◆ **Work to complete**: In your copy, leave out the pictures; write out all the data exactly.

◆ **Recorded data**:
──────────────────────────────

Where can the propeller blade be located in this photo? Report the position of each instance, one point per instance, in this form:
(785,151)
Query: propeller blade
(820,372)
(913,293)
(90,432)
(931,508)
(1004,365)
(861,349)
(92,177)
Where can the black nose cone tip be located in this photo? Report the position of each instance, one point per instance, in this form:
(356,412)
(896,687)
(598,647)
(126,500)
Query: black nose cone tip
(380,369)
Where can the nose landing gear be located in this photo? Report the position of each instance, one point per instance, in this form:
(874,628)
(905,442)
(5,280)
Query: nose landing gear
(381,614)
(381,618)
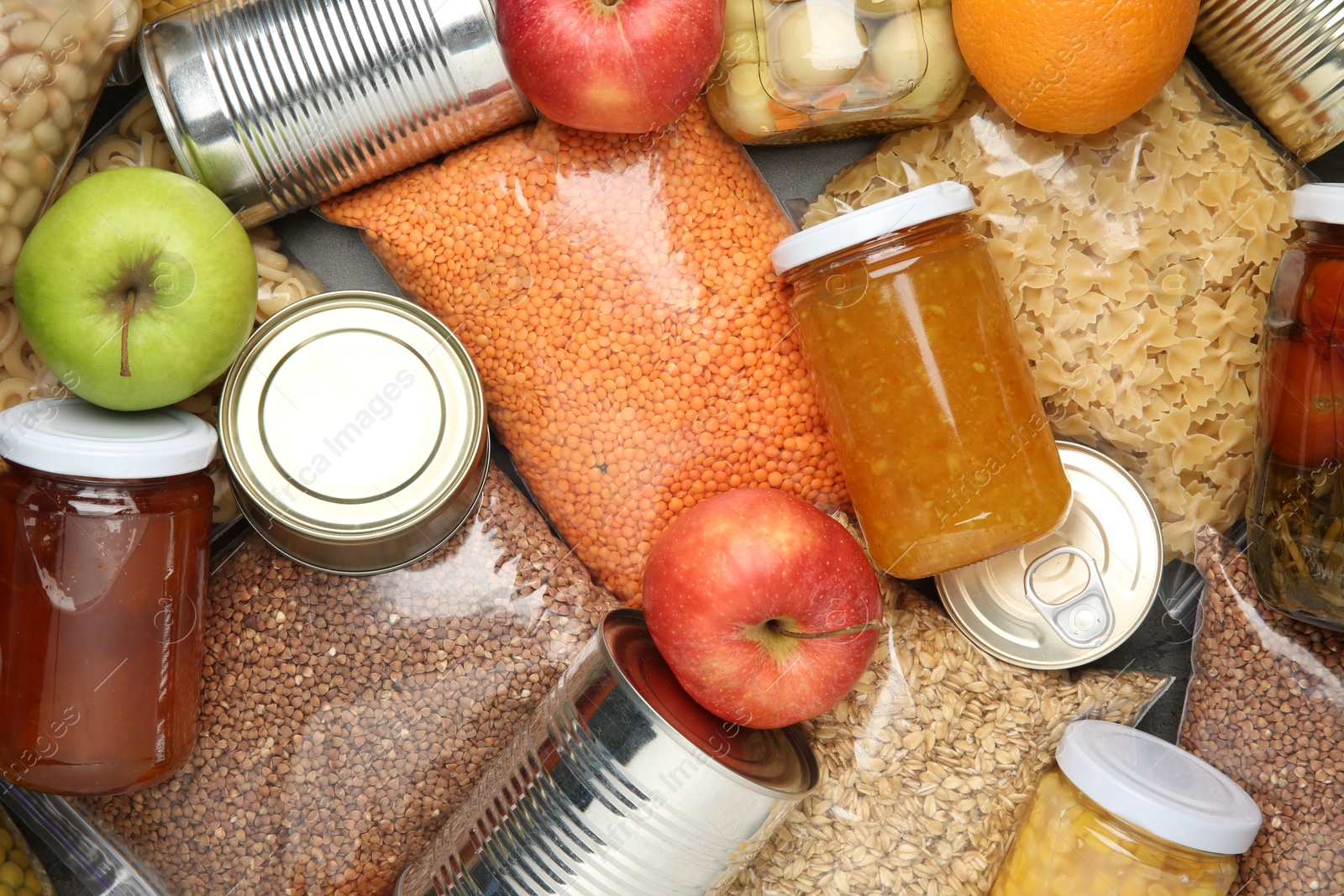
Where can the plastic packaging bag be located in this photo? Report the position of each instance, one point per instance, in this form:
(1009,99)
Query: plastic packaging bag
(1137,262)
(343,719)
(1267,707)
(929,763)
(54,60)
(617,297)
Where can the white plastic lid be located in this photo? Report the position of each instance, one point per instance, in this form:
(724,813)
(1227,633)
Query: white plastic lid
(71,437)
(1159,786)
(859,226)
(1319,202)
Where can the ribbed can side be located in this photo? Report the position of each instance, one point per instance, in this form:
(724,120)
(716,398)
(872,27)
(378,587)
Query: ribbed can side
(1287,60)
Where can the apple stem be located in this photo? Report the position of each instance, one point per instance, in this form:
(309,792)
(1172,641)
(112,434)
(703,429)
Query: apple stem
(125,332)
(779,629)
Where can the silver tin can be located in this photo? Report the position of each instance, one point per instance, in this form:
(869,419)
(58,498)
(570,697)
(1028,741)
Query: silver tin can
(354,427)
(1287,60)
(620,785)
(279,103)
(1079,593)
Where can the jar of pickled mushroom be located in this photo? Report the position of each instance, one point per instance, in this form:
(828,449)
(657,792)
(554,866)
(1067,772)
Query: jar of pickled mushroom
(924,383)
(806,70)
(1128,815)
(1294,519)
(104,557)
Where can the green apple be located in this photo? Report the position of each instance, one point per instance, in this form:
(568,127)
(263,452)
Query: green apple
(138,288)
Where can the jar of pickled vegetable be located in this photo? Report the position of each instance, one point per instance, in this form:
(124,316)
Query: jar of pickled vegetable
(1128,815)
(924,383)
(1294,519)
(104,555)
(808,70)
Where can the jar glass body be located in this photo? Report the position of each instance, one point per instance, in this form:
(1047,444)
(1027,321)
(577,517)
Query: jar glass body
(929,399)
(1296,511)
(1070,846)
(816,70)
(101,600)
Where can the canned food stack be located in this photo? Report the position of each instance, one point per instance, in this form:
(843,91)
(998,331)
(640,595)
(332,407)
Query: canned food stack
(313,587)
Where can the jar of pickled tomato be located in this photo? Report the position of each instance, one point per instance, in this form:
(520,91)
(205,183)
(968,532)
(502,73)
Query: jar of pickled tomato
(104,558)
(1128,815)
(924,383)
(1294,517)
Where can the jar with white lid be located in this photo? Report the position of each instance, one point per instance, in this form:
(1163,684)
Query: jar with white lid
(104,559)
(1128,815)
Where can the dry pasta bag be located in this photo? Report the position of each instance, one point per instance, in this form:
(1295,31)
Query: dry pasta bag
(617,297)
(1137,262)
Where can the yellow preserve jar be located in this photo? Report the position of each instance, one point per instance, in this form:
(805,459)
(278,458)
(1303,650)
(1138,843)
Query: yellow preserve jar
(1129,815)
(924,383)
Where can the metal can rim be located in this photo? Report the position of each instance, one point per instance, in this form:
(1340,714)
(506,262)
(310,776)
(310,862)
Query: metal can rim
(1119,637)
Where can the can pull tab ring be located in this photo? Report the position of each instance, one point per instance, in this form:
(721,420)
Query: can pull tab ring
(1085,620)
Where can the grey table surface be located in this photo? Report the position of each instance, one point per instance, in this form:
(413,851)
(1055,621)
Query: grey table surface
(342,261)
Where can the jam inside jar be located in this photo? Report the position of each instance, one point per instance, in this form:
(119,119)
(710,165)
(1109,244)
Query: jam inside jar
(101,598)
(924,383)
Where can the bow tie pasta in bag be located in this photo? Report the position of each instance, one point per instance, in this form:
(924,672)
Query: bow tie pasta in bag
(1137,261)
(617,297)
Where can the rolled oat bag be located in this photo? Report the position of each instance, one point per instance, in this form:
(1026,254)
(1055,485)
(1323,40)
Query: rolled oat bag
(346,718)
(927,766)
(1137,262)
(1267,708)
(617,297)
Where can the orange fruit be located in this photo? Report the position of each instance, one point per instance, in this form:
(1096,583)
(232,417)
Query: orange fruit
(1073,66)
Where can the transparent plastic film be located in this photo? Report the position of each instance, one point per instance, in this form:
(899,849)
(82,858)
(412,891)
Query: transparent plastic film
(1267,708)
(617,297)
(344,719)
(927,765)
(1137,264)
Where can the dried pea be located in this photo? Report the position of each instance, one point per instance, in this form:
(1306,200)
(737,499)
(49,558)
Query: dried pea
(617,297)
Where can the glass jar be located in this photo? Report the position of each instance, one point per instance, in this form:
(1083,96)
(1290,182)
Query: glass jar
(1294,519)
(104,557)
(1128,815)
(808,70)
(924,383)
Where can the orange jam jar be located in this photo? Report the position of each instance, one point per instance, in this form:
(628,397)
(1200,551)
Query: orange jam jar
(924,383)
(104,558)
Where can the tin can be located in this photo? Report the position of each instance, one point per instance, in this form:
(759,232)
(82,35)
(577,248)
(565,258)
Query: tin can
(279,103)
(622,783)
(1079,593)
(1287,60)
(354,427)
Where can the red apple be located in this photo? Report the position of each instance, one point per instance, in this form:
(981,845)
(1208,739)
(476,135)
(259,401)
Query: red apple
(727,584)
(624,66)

──────────────────────────────

◆ **The solution**:
Where can the propeller blade be located in this photo? Report the position of each instance, one point per instance, in this form:
(785,151)
Query: propeller blade
(820,372)
(913,293)
(90,432)
(931,508)
(1004,365)
(861,349)
(92,177)
Where can the black nose cone tip be located in this photo? Report the position of each instance, one point per instance, in this form:
(356,412)
(896,687)
(598,647)
(126,500)
Query: black nose cone tip
(380,369)
Where can the nose landing gear be located in this photo? Report the position of each instance, one point per instance, in this form:
(874,628)
(905,442)
(5,280)
Query: nose landing gear
(381,614)
(381,618)
Where can the plastic packaging bag be located in this photo? Report the position of each instance, one point per instance, in this form:
(1009,99)
Query: plastic packaging bag
(1137,262)
(343,719)
(1267,707)
(929,763)
(54,60)
(617,297)
Where can the white plastic lid be located in this photo? Report the position of each instance, one point per instance, in this form:
(724,813)
(1227,633)
Query: white plastic lid
(71,437)
(1159,786)
(859,226)
(1319,202)
Where can the ribbed can side be located in this photo? Report the position of each instance, one point per instance, in this form:
(724,120)
(716,398)
(872,27)
(378,587)
Query: ribbed can side
(1287,60)
Where can the apple stem be located in this photo? Report the position of each instance, one point per instance, in this form:
(309,792)
(1172,641)
(112,434)
(703,429)
Query: apple stem
(125,332)
(779,629)
Where can the silver tin can be located in this photo? Report the position of each instance, one point per instance, in this form:
(869,419)
(58,498)
(570,697)
(1028,741)
Query: silver tin can
(354,427)
(1287,60)
(620,785)
(279,103)
(1079,593)
Where can the jar of pickled mushroom be located in this photo? Report the position of each instance, one point per instance, in this form:
(828,449)
(657,792)
(554,866)
(1067,772)
Query: jar of pickled mushroom
(924,383)
(806,70)
(1128,815)
(1294,519)
(104,557)
Where can the green apple be located in this photo? Report the position of each instance, one point per instance, in this form:
(568,127)
(263,452)
Query: green apple
(138,288)
Where can the jar of pickled vegetable be located in this photo? Report the position of each instance, one point per instance, in this form:
(124,316)
Query: jar of pickled vegetable
(1128,815)
(924,383)
(1294,519)
(104,555)
(808,70)
Where can the jar glass body be located in this photo? Report the position of each instance, one point per instance, in this form:
(1047,444)
(1027,321)
(577,517)
Query: jar glass body
(929,399)
(1296,511)
(1070,846)
(816,70)
(101,600)
Where can the canned food stack be located in this photo? Report the position of each instance, one point per instance, in this form:
(843,91)
(998,331)
(640,595)
(332,407)
Query: canned food stack
(313,587)
Where can the jar of pickled tomato be located in this photo? Report the position of each instance, one point per instance, in this form:
(520,91)
(205,183)
(968,532)
(502,73)
Query: jar of pickled tomato
(104,558)
(1128,815)
(924,383)
(1294,517)
Where can the jar with white lid be located in this photo? Report the position of each instance, one point per instance, in this form:
(1163,684)
Query: jar with white lid
(104,559)
(1128,815)
Where can the dry pasta bag be located in this photo? Report the position of each instance, one point per instance, in this form:
(1295,31)
Query: dry pasta bag
(617,297)
(1137,262)
Where can the yellow preserve jar be located in this photo? Report the position of each instance, one point per instance, in this form:
(805,459)
(278,458)
(1303,650)
(1138,843)
Query: yellow preserve jar
(1129,815)
(924,383)
Where can the metal can rim be located in this photo? Report the position of each instance, one point per instance, in this form:
(1340,714)
(506,262)
(310,776)
(310,862)
Query: metal can rim
(1119,637)
Where can the can pull tab ring be located in this photo? Report the position of each instance, one point per instance, in this form:
(721,420)
Query: can pull tab ring
(1085,620)
Where can the grey table surface be located in this photo? Report the position of each instance, one point per instance, in this form:
(413,851)
(1055,621)
Query: grey table surface
(342,261)
Where can the jam inside jar be located in this photo? Report the position of each instance, one point per instance, in this form:
(119,119)
(710,165)
(1109,244)
Query: jam inside jar
(101,598)
(924,383)
Where can the bow tie pasta in bag be located in this photo? Report the position of each instance, one point per instance, in this form:
(924,672)
Query: bow tie pasta in bag
(1137,261)
(617,297)
Where can the rolled oat bag be located in this photo? Report the position of each instance, one point per instance, in this form:
(1026,254)
(1055,485)
(1323,40)
Query: rolled oat bag
(346,718)
(927,766)
(1137,262)
(1267,708)
(617,297)
Where can the orange fruit be located in this photo? Report the position of each instance, one point per instance, in this form:
(1096,583)
(232,417)
Query: orange fruit
(1073,66)
Where can the transparent plastic film be located in this photo? Report the position of each instance, one point per instance, in this form:
(899,849)
(82,858)
(412,891)
Query: transparent plastic film
(1267,708)
(617,297)
(344,719)
(927,765)
(1137,264)
Where can the dried pea be located in this photo? Report the position of each instance, one point per instance, in this form:
(1306,200)
(737,499)
(49,558)
Query: dried pea
(617,297)
Where can the glass jar be located in this photo? Report the position of each instance, one point per instance, in this form:
(1083,96)
(1290,182)
Query: glass jar
(1294,519)
(104,557)
(1128,815)
(808,70)
(924,383)
Where can the orange jam jar be located in this photo? Report the position of each instance, one point per instance, in this form:
(628,397)
(1200,551)
Query: orange jam jar
(924,383)
(104,558)
Where can the tin can be located in this photo? Report the position of each instance, one point per instance, in this form:
(759,232)
(82,35)
(577,248)
(565,258)
Query: tin can
(279,103)
(622,783)
(1079,593)
(1287,60)
(354,427)
Where can the red apple be located in this photo? Report the position of each instance, one point per instance, in this form:
(981,845)
(1208,739)
(476,135)
(259,401)
Query: red apple
(727,584)
(624,66)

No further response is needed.